_Prompt_
Reproduce all the data below, substituting "Object" for every occurrence of "Target" and keeping everything else unchanged. Leave the pictures out.

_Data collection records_
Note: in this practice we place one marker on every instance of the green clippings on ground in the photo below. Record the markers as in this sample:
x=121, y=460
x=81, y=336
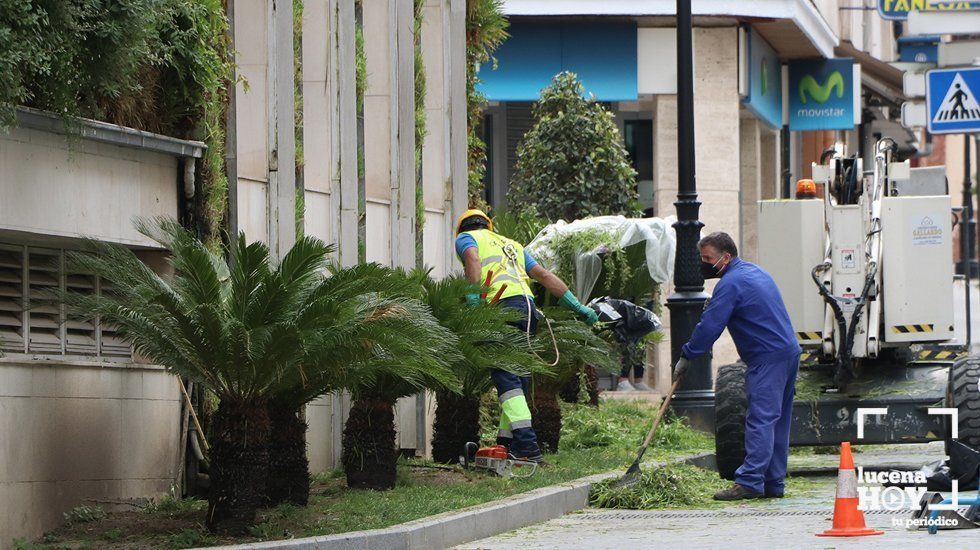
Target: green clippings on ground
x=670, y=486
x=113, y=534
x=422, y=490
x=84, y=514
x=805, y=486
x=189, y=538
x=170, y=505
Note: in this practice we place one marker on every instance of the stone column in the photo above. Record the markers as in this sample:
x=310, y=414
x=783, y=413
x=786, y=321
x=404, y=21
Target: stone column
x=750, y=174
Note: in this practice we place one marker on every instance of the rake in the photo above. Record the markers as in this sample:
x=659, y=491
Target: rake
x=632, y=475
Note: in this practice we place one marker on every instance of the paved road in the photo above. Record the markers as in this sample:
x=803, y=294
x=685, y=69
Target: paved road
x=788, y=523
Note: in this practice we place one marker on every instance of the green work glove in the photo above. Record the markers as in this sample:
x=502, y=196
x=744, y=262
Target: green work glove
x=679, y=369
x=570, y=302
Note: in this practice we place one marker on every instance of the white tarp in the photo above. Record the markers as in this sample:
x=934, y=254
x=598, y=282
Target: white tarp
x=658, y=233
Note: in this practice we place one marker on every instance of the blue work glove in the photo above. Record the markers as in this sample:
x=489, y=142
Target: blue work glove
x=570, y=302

_Exercise answer_
Note: in this practice we place one marker on every instance of the green clippings on ground in the photo below. Record the markers as in this sample:
x=121, y=460
x=81, y=336
Object: green clippings on ground
x=670, y=486
x=113, y=534
x=422, y=490
x=84, y=514
x=805, y=486
x=189, y=538
x=170, y=505
Note: in this practice we place one marker on every instance of the stone column in the photo above. Record the markers as in this sample:
x=310, y=414
x=783, y=413
x=786, y=321
x=404, y=21
Object: stone column
x=750, y=174
Note: in this practice we place one marker on every instance of the rake in the photo above. Record the markers as in this sample:
x=659, y=491
Object: rake
x=632, y=475
Note: in this practice we place one marker on every instance of the paved road in the photo above. Record the markers as in this sample:
x=803, y=294
x=685, y=69
Object: paved road
x=788, y=523
Note: in this practice we place one marker on every instance of the green work glove in the photo above. Record the markers as in this sample:
x=502, y=196
x=744, y=262
Object: green work glove
x=679, y=369
x=570, y=302
Note: in this practice we place one marker on every instance of the white tarp in the photo above. Record the markers as in this sample:
x=934, y=254
x=598, y=282
Object: white tarp
x=658, y=233
Note: in this practice we place one marker on every instance of the blue work glove in the photo above. Record the markers as in this sample:
x=489, y=142
Object: blue work glove
x=570, y=302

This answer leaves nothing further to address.